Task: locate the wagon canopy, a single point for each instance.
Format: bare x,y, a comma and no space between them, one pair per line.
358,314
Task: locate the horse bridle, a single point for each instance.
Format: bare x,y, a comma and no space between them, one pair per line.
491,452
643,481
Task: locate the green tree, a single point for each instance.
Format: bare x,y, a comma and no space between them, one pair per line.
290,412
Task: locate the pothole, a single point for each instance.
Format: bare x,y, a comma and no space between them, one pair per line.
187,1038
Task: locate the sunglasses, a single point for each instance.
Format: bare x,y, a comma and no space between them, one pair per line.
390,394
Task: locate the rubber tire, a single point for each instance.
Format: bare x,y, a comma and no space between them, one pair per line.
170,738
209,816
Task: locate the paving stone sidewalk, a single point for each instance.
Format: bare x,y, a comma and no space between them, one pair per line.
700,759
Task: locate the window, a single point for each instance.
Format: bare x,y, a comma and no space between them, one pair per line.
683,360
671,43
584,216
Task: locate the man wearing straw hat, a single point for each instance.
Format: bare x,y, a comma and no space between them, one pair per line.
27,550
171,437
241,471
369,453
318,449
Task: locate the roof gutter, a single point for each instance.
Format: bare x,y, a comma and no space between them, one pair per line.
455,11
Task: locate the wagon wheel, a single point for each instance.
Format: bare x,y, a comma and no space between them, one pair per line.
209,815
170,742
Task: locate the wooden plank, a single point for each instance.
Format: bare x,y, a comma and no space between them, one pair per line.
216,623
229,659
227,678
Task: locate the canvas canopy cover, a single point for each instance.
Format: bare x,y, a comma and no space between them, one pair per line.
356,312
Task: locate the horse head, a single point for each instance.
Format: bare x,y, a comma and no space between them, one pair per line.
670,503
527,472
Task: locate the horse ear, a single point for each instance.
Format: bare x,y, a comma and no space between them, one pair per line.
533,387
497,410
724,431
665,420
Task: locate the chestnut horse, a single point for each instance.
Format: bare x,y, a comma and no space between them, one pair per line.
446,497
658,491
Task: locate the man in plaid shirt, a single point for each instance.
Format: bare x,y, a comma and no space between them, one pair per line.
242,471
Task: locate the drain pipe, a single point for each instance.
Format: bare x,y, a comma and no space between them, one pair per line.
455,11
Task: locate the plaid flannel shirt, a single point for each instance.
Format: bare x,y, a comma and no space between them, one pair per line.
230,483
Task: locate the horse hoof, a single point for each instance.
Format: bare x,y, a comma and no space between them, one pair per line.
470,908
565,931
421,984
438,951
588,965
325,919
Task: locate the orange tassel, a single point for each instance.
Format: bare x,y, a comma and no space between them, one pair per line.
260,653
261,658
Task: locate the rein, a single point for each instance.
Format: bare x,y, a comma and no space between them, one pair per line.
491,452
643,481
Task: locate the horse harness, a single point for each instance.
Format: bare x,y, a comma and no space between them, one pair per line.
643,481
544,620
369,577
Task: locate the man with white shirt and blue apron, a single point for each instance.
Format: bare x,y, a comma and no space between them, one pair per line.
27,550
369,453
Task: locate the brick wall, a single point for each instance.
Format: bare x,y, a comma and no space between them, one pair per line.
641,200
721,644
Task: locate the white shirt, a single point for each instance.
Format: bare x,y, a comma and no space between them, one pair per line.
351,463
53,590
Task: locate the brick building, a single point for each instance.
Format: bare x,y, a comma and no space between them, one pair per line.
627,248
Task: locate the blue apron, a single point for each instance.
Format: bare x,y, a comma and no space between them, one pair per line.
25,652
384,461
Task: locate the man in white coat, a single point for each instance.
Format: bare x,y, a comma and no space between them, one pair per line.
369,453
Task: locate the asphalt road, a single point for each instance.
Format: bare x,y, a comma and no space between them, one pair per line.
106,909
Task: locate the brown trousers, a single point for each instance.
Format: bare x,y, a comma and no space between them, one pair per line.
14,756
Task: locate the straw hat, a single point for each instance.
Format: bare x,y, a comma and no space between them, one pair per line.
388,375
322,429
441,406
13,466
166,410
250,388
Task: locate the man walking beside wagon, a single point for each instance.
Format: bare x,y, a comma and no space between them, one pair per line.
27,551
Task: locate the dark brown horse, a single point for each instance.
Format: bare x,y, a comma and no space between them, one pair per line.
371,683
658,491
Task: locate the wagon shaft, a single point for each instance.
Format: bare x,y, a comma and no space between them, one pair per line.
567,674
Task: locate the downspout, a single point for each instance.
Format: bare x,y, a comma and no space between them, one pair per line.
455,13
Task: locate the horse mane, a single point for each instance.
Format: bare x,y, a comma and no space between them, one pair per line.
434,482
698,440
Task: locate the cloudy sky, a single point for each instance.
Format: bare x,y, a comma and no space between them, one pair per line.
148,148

--------

WHAT YOU ARE ASKED TO DO -
All lines of the listing that contain the word "brown" should be copied out.

SOLUTION TO THE PROBLEM -
Task: locate the brown trousers, a single point for each instance.
Task: locate the dark brown horse, a single point for each instance.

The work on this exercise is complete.